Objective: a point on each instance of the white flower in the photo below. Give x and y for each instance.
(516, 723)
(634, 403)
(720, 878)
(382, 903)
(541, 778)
----------
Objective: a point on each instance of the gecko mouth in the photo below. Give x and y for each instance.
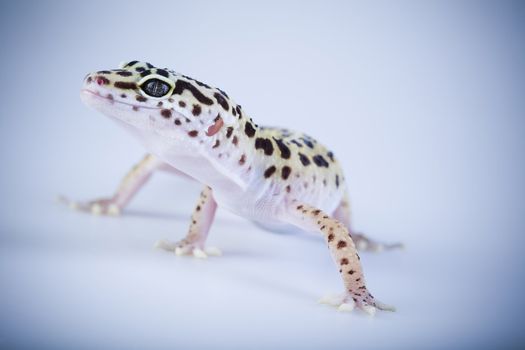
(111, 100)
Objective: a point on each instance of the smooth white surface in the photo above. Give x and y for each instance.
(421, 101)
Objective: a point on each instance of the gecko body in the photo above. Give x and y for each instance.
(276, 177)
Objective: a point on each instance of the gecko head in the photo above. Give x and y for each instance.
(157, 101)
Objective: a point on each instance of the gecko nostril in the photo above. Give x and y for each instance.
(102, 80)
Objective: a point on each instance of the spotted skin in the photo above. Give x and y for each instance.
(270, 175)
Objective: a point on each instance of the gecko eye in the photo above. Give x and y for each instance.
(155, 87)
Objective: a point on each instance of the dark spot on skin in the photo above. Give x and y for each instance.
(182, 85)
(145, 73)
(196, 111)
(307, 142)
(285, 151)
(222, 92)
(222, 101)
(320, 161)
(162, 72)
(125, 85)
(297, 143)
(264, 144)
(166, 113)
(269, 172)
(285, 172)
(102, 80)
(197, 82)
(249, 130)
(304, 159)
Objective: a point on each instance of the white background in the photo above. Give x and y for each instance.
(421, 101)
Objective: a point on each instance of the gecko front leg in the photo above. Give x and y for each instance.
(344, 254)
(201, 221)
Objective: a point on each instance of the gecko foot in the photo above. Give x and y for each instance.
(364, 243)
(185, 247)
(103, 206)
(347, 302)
----------
Set task: Identify each line of the material above that contains the word "white" and copy those lines out in full. Letter case matters.

Completed exercise:
Objective: a point on each instance of the white flower in the photo below. Give x and y for each instance.
Objective: a point on each instance of the smooth white surface in the photo above. Give x and y for each instance.
Objective: a point on each instance of the white background in the photo above. Give x and y for each instance.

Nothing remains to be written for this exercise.